═════ TASK DATA

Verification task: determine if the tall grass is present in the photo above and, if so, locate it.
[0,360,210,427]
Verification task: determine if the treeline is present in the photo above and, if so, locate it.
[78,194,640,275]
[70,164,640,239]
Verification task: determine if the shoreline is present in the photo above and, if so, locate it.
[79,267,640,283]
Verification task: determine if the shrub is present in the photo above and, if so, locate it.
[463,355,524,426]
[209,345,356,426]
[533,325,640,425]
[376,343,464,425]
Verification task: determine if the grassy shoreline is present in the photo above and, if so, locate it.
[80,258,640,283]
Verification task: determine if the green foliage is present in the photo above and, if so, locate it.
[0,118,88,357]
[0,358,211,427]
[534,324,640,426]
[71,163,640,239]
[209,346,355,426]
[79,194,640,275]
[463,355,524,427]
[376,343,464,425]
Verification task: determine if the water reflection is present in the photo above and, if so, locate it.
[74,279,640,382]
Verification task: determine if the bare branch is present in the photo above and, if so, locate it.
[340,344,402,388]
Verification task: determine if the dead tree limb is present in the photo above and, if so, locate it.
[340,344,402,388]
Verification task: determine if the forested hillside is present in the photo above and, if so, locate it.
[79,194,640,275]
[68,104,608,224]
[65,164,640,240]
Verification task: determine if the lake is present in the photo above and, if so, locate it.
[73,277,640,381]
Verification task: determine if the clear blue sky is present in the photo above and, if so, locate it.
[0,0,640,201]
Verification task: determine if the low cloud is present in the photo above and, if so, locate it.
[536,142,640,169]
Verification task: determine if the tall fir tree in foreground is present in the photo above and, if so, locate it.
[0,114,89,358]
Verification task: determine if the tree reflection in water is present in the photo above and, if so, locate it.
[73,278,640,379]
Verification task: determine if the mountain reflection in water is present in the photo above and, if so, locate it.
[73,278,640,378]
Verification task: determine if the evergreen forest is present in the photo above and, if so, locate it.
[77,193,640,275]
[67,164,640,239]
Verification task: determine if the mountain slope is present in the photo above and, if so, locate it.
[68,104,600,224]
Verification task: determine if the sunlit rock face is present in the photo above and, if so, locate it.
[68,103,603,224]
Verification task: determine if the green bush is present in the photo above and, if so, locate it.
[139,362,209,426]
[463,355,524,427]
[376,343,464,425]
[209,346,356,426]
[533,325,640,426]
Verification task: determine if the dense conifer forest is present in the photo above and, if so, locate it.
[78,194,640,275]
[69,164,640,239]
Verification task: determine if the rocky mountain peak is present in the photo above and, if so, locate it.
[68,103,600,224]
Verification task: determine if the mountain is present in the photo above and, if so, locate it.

══════════
═════ TASK DATA

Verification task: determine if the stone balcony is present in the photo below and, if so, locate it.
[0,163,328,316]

══════════

_SHORT EXERCISE_:
List every line in the entries above that contains the word "tall".

_EXPECTED OUTPUT_:
Verification task: determine if the tall grass is present in the photo above and, if so, locate it.
Verification task: determine if the tall fir tree in foreground is present in the photo above and, if so, locate it.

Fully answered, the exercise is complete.